» **Task description**: Rewrite the records as a numbered list, from the start up to and including the line with "141L77 141L77 145L76". Skip blank lines and leave the pictures out.
* * * *
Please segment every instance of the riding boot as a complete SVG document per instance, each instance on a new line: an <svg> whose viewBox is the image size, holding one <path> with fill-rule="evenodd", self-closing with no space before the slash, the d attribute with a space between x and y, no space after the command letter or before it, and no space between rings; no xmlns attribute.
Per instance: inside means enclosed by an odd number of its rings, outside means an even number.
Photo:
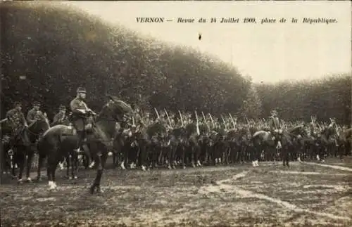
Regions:
<svg viewBox="0 0 352 227"><path fill-rule="evenodd" d="M78 141L77 141L77 145L76 147L77 149L75 149L75 150L77 153L80 152L81 147L83 145L83 141L84 141L84 131L77 131L77 135L78 136Z"/></svg>

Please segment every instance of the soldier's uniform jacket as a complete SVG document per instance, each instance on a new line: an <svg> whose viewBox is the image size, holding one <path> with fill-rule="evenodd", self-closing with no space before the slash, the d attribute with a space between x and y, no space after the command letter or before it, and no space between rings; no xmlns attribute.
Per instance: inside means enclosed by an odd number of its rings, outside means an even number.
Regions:
<svg viewBox="0 0 352 227"><path fill-rule="evenodd" d="M73 125L77 131L84 131L86 117L84 114L77 110L88 110L89 108L87 104L82 100L76 97L70 103L70 108L73 113Z"/></svg>
<svg viewBox="0 0 352 227"><path fill-rule="evenodd" d="M6 118L10 119L12 124L11 127L15 130L27 124L23 113L15 108L9 110L6 113Z"/></svg>
<svg viewBox="0 0 352 227"><path fill-rule="evenodd" d="M36 110L33 108L28 111L28 113L27 114L27 122L30 124L42 115L43 112L41 110Z"/></svg>
<svg viewBox="0 0 352 227"><path fill-rule="evenodd" d="M279 117L271 116L269 119L269 127L270 127L270 130L273 131L276 129L279 129Z"/></svg>
<svg viewBox="0 0 352 227"><path fill-rule="evenodd" d="M62 112L59 112L54 117L52 125L54 126L59 124L65 124L66 122L68 122L68 119L66 115Z"/></svg>

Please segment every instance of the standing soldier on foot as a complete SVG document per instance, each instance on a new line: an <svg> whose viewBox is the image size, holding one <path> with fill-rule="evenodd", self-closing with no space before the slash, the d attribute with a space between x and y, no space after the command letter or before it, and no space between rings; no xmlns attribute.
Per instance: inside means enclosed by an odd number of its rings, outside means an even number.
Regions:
* * * *
» **Task result**:
1. Please segment every instance of the riding boot as a complete SVG document per instance, each instance on a new line: an <svg> whose viewBox is the image size, holding one <path> with fill-rule="evenodd", self-closing with no space before the slash, the d attribute with a space between x and y, no space after the command letter or before it, and no space between rings; no xmlns attribute.
2. Per instance: inside means enclosed by an odd number of its rings, outside means an even number.
3. Photo:
4. Regions:
5. <svg viewBox="0 0 352 227"><path fill-rule="evenodd" d="M78 141L77 141L77 145L76 147L77 149L75 149L75 150L77 153L80 152L81 147L83 145L83 141L84 141L84 131L77 131L77 135L78 136Z"/></svg>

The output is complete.